GOAL: Return each line from the records below that contains the word "house".

===== ENTRIES PROVIDED

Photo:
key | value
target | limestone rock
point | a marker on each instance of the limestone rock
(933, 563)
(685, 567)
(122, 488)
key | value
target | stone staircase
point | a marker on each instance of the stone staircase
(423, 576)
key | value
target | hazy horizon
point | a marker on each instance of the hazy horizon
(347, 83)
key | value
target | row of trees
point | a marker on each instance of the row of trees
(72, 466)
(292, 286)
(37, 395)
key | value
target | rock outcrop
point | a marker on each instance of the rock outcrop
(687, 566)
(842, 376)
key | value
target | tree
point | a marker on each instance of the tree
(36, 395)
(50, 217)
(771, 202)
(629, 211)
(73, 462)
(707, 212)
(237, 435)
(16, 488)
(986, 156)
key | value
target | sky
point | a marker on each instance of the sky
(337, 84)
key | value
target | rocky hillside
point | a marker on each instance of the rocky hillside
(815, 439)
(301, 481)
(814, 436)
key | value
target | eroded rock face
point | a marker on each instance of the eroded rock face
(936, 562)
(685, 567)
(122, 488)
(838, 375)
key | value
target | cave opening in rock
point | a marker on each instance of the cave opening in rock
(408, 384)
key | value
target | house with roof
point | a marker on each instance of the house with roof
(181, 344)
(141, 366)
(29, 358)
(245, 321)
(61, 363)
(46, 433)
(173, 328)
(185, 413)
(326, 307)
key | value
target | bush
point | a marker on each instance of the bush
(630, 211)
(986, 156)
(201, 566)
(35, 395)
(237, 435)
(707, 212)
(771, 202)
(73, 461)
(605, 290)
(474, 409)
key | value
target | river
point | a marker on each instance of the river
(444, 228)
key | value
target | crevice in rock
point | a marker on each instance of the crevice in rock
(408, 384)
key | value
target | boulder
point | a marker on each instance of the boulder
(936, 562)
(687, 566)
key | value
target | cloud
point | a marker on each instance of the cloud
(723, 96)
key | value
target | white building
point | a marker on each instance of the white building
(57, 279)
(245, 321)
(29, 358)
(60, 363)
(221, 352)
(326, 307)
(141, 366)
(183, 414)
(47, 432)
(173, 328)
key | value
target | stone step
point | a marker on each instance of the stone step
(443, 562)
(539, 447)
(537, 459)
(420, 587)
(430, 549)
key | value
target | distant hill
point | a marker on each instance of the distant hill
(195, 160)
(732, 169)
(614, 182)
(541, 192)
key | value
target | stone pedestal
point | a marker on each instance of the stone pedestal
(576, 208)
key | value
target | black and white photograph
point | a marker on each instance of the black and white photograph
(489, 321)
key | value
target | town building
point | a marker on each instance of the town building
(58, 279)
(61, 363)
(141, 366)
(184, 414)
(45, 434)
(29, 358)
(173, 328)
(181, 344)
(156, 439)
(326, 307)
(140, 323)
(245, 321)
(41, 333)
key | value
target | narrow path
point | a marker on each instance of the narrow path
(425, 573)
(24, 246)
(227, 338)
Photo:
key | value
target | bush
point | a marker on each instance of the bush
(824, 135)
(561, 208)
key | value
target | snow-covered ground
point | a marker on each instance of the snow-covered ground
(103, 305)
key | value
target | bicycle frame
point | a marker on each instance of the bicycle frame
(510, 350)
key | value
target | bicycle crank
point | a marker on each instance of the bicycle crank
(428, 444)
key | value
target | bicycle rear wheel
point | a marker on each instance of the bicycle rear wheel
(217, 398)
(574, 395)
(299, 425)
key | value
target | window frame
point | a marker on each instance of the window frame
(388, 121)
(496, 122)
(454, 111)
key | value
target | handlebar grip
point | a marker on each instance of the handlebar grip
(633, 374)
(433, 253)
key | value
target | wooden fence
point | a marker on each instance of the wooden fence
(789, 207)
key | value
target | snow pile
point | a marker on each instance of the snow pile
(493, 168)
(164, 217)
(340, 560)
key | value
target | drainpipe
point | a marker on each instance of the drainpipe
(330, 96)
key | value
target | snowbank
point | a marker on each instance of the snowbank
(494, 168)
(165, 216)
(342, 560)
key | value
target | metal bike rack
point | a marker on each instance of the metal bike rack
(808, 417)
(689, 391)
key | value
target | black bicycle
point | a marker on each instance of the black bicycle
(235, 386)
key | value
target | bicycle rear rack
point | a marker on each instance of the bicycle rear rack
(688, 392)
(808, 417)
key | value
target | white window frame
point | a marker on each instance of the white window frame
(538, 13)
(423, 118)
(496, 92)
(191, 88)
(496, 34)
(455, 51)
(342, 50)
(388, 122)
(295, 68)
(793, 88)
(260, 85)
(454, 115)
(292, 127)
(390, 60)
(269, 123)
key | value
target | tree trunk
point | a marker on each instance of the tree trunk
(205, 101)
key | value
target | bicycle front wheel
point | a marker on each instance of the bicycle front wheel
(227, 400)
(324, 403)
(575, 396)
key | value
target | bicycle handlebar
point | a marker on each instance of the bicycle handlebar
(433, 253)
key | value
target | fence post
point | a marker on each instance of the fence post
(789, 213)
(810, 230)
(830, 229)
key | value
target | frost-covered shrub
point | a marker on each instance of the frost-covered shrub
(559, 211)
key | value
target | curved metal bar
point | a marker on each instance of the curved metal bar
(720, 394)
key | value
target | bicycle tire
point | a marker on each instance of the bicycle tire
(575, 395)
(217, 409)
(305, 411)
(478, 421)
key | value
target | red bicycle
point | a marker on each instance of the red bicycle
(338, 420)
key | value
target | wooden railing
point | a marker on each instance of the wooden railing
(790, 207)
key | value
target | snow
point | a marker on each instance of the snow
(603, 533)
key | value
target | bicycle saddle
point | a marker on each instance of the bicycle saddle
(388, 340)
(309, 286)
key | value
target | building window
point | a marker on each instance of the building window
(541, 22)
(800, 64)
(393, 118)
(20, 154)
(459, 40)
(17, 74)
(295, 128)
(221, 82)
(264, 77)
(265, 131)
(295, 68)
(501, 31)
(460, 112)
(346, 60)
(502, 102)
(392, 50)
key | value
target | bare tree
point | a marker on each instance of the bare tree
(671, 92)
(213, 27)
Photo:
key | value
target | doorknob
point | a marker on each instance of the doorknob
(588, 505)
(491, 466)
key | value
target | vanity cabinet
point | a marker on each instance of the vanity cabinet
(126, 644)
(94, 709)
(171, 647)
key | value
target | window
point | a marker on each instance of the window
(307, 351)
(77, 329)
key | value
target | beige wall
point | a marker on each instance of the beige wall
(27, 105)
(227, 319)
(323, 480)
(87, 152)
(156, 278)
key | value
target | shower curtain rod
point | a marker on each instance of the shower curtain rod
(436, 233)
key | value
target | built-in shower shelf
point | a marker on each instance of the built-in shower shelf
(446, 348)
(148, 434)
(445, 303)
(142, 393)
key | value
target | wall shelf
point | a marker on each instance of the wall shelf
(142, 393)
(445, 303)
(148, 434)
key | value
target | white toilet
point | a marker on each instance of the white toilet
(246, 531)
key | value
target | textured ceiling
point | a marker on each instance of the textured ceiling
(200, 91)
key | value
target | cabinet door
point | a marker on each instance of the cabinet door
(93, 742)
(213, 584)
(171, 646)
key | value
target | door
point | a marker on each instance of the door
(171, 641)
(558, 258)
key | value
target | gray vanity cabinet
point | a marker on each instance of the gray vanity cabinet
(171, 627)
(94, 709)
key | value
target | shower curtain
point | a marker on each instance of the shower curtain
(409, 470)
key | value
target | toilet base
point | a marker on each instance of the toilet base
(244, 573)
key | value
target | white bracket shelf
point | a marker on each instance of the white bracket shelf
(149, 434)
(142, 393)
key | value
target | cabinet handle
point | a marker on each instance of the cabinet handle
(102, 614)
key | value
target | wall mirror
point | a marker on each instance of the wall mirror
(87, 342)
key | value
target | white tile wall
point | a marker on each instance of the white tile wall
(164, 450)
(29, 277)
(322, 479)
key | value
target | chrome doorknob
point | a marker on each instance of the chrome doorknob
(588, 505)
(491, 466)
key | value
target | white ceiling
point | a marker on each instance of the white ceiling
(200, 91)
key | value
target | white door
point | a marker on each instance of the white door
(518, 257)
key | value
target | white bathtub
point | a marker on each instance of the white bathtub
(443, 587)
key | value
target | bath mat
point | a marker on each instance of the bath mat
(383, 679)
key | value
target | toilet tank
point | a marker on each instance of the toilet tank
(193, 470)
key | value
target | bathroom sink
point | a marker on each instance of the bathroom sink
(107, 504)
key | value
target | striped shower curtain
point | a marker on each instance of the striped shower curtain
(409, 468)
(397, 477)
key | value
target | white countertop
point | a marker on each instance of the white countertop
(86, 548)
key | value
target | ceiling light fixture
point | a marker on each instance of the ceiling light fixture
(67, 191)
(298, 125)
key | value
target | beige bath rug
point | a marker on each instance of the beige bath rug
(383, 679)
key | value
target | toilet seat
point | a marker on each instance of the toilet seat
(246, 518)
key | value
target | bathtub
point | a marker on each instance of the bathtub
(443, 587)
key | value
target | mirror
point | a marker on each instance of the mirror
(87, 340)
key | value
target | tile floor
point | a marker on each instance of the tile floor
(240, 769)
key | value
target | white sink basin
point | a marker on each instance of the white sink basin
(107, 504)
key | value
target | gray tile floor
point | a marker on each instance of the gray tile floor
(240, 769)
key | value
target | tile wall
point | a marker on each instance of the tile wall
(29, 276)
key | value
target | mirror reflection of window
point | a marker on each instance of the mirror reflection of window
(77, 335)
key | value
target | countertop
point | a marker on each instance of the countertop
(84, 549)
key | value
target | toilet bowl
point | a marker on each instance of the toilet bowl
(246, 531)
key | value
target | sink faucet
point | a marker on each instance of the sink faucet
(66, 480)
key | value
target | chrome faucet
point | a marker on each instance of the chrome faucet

==========

OUTPUT BELOW:
target | house with roof
point | a marker on each instance of the house with roof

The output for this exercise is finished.